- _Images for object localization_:
··········

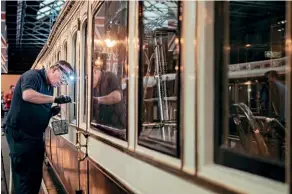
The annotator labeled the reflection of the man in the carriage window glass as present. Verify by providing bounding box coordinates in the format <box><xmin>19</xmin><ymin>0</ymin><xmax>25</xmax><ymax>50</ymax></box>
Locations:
<box><xmin>93</xmin><ymin>54</ymin><xmax>126</xmax><ymax>129</ymax></box>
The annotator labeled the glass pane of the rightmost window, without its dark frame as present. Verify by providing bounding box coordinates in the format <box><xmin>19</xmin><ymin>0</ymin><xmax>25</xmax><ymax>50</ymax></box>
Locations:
<box><xmin>215</xmin><ymin>1</ymin><xmax>288</xmax><ymax>179</ymax></box>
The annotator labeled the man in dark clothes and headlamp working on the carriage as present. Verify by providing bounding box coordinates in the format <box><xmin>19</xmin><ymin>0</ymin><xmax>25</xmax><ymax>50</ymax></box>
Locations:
<box><xmin>5</xmin><ymin>61</ymin><xmax>73</xmax><ymax>194</ymax></box>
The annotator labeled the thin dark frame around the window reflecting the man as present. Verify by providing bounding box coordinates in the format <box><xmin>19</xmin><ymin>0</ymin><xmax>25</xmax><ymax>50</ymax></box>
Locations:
<box><xmin>88</xmin><ymin>1</ymin><xmax>130</xmax><ymax>142</ymax></box>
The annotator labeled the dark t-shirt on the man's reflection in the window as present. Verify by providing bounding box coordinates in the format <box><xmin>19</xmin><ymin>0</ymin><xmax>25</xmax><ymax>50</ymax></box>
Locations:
<box><xmin>93</xmin><ymin>72</ymin><xmax>126</xmax><ymax>129</ymax></box>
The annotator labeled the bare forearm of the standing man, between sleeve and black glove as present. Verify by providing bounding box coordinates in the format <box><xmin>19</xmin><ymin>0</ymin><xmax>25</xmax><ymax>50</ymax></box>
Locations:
<box><xmin>22</xmin><ymin>89</ymin><xmax>55</xmax><ymax>104</ymax></box>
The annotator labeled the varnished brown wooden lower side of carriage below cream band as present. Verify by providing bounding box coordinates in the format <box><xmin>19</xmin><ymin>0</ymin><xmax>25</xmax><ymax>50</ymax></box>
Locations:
<box><xmin>46</xmin><ymin>129</ymin><xmax>132</xmax><ymax>194</ymax></box>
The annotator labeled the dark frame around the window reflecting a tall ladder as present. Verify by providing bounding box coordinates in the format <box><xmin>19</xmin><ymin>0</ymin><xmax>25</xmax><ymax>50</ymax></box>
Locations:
<box><xmin>137</xmin><ymin>1</ymin><xmax>183</xmax><ymax>158</ymax></box>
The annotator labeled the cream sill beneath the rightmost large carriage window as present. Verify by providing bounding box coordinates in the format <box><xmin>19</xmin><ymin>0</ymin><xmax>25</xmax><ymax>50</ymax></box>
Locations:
<box><xmin>198</xmin><ymin>164</ymin><xmax>289</xmax><ymax>194</ymax></box>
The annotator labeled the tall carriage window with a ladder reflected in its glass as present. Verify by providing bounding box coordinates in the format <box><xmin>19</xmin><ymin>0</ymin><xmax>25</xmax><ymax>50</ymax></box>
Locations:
<box><xmin>139</xmin><ymin>1</ymin><xmax>180</xmax><ymax>157</ymax></box>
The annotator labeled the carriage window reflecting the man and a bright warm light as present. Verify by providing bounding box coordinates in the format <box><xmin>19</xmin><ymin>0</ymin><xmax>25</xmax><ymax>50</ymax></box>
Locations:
<box><xmin>91</xmin><ymin>1</ymin><xmax>128</xmax><ymax>139</ymax></box>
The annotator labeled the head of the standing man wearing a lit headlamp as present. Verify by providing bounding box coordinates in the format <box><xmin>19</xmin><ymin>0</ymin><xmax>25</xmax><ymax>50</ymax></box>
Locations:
<box><xmin>47</xmin><ymin>61</ymin><xmax>74</xmax><ymax>87</ymax></box>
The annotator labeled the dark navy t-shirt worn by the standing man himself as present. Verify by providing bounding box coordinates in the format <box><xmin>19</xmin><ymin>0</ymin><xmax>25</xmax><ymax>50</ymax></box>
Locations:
<box><xmin>6</xmin><ymin>69</ymin><xmax>53</xmax><ymax>138</ymax></box>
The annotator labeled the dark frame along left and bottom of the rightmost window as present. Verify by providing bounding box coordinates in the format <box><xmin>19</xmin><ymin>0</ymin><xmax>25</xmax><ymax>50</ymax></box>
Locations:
<box><xmin>213</xmin><ymin>2</ymin><xmax>288</xmax><ymax>182</ymax></box>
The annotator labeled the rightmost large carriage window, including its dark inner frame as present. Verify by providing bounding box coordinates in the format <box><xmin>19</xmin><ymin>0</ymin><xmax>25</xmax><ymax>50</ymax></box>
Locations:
<box><xmin>214</xmin><ymin>1</ymin><xmax>290</xmax><ymax>181</ymax></box>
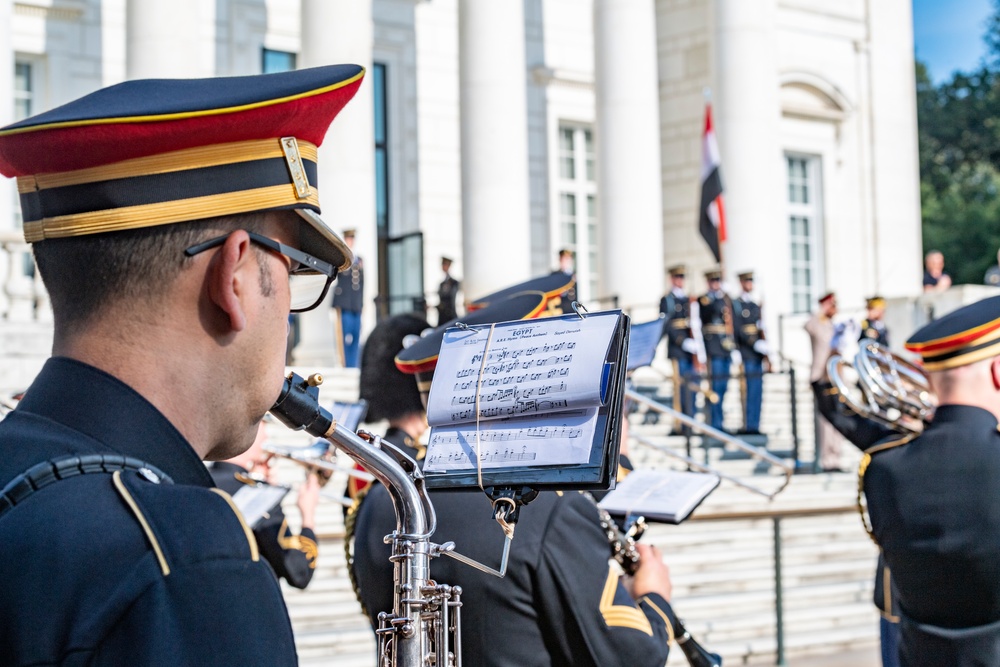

··········

- _What is expected_:
Search the entries above for lines containing the word "around", and copy each one.

- _Result for this task_:
The annotator labeled the thin dark frame around the window reflecting the man as present. Verify by providing bounding box coordinates in the format <box><xmin>19</xmin><ymin>0</ymin><xmax>25</xmax><ymax>50</ymax></box>
The annotator labeled the dark frame around the window reflecting a tall ladder as present. Verify by providing bounding box coordinates in the format <box><xmin>19</xmin><ymin>0</ymin><xmax>25</xmax><ymax>50</ymax></box>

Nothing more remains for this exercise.